» The exercise
Could you copy out again the part of the entries that opens with the line containing "If you could mark the range" and runs through the end of the entries, keeping every line including the requests, but shift each pixel coordinate by adding 62 to every x and y value in the answers?

» Excerpted records
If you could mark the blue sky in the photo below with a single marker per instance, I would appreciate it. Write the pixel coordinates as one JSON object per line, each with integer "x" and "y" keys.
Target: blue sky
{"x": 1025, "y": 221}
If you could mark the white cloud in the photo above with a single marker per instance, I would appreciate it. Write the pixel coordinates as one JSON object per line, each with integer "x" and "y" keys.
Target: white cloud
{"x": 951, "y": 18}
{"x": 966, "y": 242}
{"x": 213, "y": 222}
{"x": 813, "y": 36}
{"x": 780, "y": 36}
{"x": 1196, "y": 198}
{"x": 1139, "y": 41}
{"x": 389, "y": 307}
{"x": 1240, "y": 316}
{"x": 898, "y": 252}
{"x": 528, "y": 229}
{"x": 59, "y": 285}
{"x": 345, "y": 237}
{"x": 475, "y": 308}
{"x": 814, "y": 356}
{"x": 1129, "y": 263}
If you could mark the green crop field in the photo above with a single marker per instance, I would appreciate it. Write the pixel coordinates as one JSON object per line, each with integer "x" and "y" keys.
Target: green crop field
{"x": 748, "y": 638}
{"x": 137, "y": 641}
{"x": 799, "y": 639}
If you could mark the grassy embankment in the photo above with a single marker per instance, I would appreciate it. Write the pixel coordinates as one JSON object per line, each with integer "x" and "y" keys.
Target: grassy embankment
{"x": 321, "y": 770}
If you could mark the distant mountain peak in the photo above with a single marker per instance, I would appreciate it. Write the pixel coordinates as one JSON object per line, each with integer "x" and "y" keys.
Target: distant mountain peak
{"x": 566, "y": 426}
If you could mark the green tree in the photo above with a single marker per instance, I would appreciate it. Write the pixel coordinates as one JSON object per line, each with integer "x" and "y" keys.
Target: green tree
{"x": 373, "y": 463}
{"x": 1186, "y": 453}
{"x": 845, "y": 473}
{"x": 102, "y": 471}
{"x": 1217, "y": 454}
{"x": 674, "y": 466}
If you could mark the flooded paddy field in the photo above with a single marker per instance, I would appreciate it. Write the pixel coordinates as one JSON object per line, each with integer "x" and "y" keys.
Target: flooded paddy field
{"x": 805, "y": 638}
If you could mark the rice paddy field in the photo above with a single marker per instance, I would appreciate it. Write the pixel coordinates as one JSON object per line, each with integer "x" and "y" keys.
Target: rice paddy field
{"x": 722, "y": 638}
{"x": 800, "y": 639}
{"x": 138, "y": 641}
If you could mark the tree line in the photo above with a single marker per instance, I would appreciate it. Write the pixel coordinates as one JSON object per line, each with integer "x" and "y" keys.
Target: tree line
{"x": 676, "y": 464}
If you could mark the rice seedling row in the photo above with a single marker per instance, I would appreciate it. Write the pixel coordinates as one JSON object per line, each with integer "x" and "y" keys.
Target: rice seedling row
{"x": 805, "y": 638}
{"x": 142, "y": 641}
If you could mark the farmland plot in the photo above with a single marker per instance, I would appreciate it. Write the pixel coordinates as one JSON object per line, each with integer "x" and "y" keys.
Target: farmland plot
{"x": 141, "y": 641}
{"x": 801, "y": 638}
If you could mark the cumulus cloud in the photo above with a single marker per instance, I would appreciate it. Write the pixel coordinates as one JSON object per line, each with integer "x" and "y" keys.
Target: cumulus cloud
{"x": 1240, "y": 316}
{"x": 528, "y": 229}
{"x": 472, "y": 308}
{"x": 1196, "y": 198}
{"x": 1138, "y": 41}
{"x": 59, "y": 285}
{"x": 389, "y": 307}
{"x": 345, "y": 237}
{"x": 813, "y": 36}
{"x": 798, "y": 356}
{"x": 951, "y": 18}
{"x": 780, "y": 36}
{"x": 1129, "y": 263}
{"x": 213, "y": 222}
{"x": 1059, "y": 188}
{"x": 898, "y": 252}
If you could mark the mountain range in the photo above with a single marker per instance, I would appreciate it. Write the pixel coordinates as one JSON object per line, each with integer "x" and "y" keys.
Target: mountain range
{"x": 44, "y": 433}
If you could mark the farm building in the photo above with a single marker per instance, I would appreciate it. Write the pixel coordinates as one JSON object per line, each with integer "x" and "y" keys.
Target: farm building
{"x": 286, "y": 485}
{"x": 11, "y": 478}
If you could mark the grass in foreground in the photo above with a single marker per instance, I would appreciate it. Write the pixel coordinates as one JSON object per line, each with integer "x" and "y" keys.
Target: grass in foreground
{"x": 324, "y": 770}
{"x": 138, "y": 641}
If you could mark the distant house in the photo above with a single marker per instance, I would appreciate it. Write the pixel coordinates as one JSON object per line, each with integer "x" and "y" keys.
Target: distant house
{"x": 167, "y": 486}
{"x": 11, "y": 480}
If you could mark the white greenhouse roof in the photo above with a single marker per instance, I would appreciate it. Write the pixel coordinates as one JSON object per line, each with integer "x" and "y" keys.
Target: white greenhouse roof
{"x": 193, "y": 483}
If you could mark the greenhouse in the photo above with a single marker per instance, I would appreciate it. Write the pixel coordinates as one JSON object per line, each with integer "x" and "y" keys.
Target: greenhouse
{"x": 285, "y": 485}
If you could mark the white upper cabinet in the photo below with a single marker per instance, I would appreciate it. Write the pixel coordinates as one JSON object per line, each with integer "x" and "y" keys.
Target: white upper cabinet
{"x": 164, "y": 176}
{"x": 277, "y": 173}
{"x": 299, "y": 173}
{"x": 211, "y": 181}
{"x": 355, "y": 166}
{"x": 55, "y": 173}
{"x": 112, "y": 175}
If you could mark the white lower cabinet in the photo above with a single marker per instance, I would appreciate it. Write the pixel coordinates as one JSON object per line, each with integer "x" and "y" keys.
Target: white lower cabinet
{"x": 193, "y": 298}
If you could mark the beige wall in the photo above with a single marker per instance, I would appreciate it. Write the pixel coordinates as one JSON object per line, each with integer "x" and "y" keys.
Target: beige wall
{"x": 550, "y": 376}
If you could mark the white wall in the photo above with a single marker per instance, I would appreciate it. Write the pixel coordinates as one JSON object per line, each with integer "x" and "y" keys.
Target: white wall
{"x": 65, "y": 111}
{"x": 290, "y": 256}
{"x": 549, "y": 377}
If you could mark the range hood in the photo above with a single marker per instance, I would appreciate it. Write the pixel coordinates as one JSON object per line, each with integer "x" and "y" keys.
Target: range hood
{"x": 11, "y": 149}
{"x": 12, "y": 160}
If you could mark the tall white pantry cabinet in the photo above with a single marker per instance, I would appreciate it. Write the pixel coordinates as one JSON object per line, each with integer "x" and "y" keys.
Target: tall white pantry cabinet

» Written answer
If you could mark the range hood in the photo above with a single marker per instance, I would appreciate it. Write the pixel coordinates as one JSON object per line, each with integer "x" and "y" keys.
Target: range hood
{"x": 73, "y": 211}
{"x": 74, "y": 222}
If you could mark the tall white pantry cabinet in the photo above with a single marker per instance, I would appreciate it. Write the pixel coordinates as one JSON object per line, each with integer "x" and "y" keys.
Target: tall white pantry cabinet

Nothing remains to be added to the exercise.